## Supplied entries
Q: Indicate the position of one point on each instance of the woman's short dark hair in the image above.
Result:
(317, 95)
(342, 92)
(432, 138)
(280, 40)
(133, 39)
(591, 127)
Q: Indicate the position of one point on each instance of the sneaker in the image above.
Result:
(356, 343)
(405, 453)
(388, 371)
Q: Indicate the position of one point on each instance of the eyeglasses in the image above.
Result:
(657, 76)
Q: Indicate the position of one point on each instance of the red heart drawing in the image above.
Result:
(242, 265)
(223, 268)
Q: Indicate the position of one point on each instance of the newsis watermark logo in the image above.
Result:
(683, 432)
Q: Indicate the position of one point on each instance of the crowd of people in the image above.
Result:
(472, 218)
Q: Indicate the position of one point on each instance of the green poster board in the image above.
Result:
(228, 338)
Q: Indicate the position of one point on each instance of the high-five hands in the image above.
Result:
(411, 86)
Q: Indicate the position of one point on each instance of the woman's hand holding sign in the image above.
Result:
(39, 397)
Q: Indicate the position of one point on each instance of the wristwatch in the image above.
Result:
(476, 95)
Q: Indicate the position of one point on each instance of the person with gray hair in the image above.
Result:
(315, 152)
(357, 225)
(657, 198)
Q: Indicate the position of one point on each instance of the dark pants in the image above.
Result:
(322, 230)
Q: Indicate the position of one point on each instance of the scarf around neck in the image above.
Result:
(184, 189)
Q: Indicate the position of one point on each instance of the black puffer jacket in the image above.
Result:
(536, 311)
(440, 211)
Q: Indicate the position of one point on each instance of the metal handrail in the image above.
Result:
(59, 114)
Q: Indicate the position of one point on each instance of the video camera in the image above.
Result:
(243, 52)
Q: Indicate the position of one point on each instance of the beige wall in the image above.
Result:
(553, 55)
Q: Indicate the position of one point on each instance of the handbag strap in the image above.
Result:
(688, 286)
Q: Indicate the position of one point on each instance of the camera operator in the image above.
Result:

## Task instructions
The expected answer is every line in the data above that carries the string "dark".

## Answer area
Q: Indicate the position of one point on each instance of the woman's short dark hair in the image above.
Q: Indicate the position of one point on each instance of the dark pants in the image above.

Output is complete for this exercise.